Texte fourni –
---------------

- TerKo
- 15 septembre 2025
- Boîte à outils d’antan, Communalisme, Ecologie sociale
Un outil d’émancipation à réactualiser en ces moments où les résistances à l’oppression se mobilisent à nouveau
L’histoire des luttes révolutionnaires ne se réduit pas aux grandes grèves, aux insurrections ou aux affrontements de rue. Elle se joue aussi dans les espaces plus discrets où se forge une culture commune, une intelligence collective, une capacité à s’auto-organiser : bibliothèques populaires, cercles ouvriers, maisons de quartier autogérées. Parmi ces expériences, les ateneos libertarios de l’Espagne du début du XXe siècle occupent une place singulière.

---------------

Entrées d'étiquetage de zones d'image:
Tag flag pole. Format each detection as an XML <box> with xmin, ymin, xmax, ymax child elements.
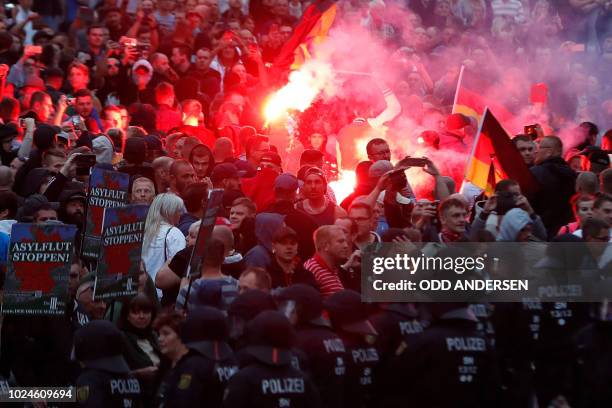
<box><xmin>451</xmin><ymin>65</ymin><xmax>465</xmax><ymax>113</ymax></box>
<box><xmin>462</xmin><ymin>106</ymin><xmax>489</xmax><ymax>188</ymax></box>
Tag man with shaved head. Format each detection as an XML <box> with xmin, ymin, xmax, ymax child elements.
<box><xmin>170</xmin><ymin>159</ymin><xmax>196</xmax><ymax>197</ymax></box>
<box><xmin>213</xmin><ymin>137</ymin><xmax>234</xmax><ymax>163</ymax></box>
<box><xmin>529</xmin><ymin>136</ymin><xmax>576</xmax><ymax>238</ymax></box>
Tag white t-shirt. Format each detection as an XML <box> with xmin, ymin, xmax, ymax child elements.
<box><xmin>142</xmin><ymin>223</ymin><xmax>187</xmax><ymax>298</ymax></box>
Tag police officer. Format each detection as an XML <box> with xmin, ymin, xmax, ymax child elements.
<box><xmin>74</xmin><ymin>320</ymin><xmax>140</xmax><ymax>408</ymax></box>
<box><xmin>380</xmin><ymin>303</ymin><xmax>499</xmax><ymax>408</ymax></box>
<box><xmin>276</xmin><ymin>284</ymin><xmax>347</xmax><ymax>408</ymax></box>
<box><xmin>223</xmin><ymin>311</ymin><xmax>320</xmax><ymax>408</ymax></box>
<box><xmin>570</xmin><ymin>301</ymin><xmax>612</xmax><ymax>408</ymax></box>
<box><xmin>323</xmin><ymin>290</ymin><xmax>380</xmax><ymax>408</ymax></box>
<box><xmin>160</xmin><ymin>306</ymin><xmax>238</xmax><ymax>407</ymax></box>
<box><xmin>369</xmin><ymin>303</ymin><xmax>424</xmax><ymax>359</ymax></box>
<box><xmin>228</xmin><ymin>289</ymin><xmax>307</xmax><ymax>371</ymax></box>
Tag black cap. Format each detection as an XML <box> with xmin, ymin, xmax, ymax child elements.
<box><xmin>17</xmin><ymin>194</ymin><xmax>59</xmax><ymax>222</ymax></box>
<box><xmin>0</xmin><ymin>123</ymin><xmax>19</xmax><ymax>142</ymax></box>
<box><xmin>33</xmin><ymin>123</ymin><xmax>61</xmax><ymax>150</ymax></box>
<box><xmin>58</xmin><ymin>190</ymin><xmax>87</xmax><ymax>203</ymax></box>
<box><xmin>277</xmin><ymin>283</ymin><xmax>325</xmax><ymax>324</ymax></box>
<box><xmin>210</xmin><ymin>163</ymin><xmax>240</xmax><ymax>183</ymax></box>
<box><xmin>323</xmin><ymin>290</ymin><xmax>378</xmax><ymax>335</ymax></box>
<box><xmin>123</xmin><ymin>137</ymin><xmax>147</xmax><ymax>164</ymax></box>
<box><xmin>246</xmin><ymin>310</ymin><xmax>295</xmax><ymax>365</ymax></box>
<box><xmin>580</xmin><ymin>146</ymin><xmax>610</xmax><ymax>166</ymax></box>
<box><xmin>260</xmin><ymin>151</ymin><xmax>283</xmax><ymax>167</ymax></box>
<box><xmin>180</xmin><ymin>306</ymin><xmax>232</xmax><ymax>361</ymax></box>
<box><xmin>74</xmin><ymin>320</ymin><xmax>130</xmax><ymax>373</ymax></box>
<box><xmin>228</xmin><ymin>289</ymin><xmax>276</xmax><ymax>322</ymax></box>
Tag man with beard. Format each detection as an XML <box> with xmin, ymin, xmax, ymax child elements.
<box><xmin>170</xmin><ymin>159</ymin><xmax>196</xmax><ymax>197</ymax></box>
<box><xmin>58</xmin><ymin>190</ymin><xmax>87</xmax><ymax>230</ymax></box>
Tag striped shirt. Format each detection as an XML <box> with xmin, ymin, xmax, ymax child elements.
<box><xmin>491</xmin><ymin>0</ymin><xmax>525</xmax><ymax>23</ymax></box>
<box><xmin>304</xmin><ymin>254</ymin><xmax>344</xmax><ymax>298</ymax></box>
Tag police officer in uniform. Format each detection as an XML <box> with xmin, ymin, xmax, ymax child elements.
<box><xmin>368</xmin><ymin>303</ymin><xmax>424</xmax><ymax>359</ymax></box>
<box><xmin>277</xmin><ymin>284</ymin><xmax>347</xmax><ymax>408</ymax></box>
<box><xmin>568</xmin><ymin>301</ymin><xmax>612</xmax><ymax>408</ymax></box>
<box><xmin>323</xmin><ymin>290</ymin><xmax>380</xmax><ymax>408</ymax></box>
<box><xmin>227</xmin><ymin>289</ymin><xmax>276</xmax><ymax>350</ymax></box>
<box><xmin>74</xmin><ymin>320</ymin><xmax>140</xmax><ymax>408</ymax></box>
<box><xmin>223</xmin><ymin>311</ymin><xmax>320</xmax><ymax>408</ymax></box>
<box><xmin>160</xmin><ymin>306</ymin><xmax>238</xmax><ymax>407</ymax></box>
<box><xmin>379</xmin><ymin>303</ymin><xmax>499</xmax><ymax>408</ymax></box>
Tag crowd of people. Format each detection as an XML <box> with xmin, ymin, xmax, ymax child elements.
<box><xmin>0</xmin><ymin>0</ymin><xmax>612</xmax><ymax>408</ymax></box>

---------------

Écrivez la suite du texte sur les ateneos libertarios, en reprenant après sa dernière phrase.

Réponse –
Une invention sociale et culturelle du mouvement ouvrier libertaire
Les ateneos libertarios (ateliers, centres culturels, bibliothèques et lieux de débats) naissent dans les années 1910-1930, au cœur des quartiers ouvriers de Barcelone, Madrid, Valence ou Séville. Ils sont à la fois :
- des lieux de formation : alphabétisation, cours du soir, hygiène et santé, conférences philosophiques, scientifiques ou politiques ;
- des espaces de sociabilité : poésie, théâtre, chorales, excursions, fêtes populaires ;
- des écoles de l’autogestion : chaque ateneo est dirigé par une assemblée de ses membres, sans hiérarchie, sur la base de la participation volontaire ;
- des laboratoires politiques : débats sur l’anarchisme, l’anarcho-syndicalisme, l’anticléricalisme, l’éducation rationaliste, l’urbanisme social préfigurant l´écologie sociale, l’émancipation des femmes (partiellement abordé, étant donné l’époque) et le communisme libertaire.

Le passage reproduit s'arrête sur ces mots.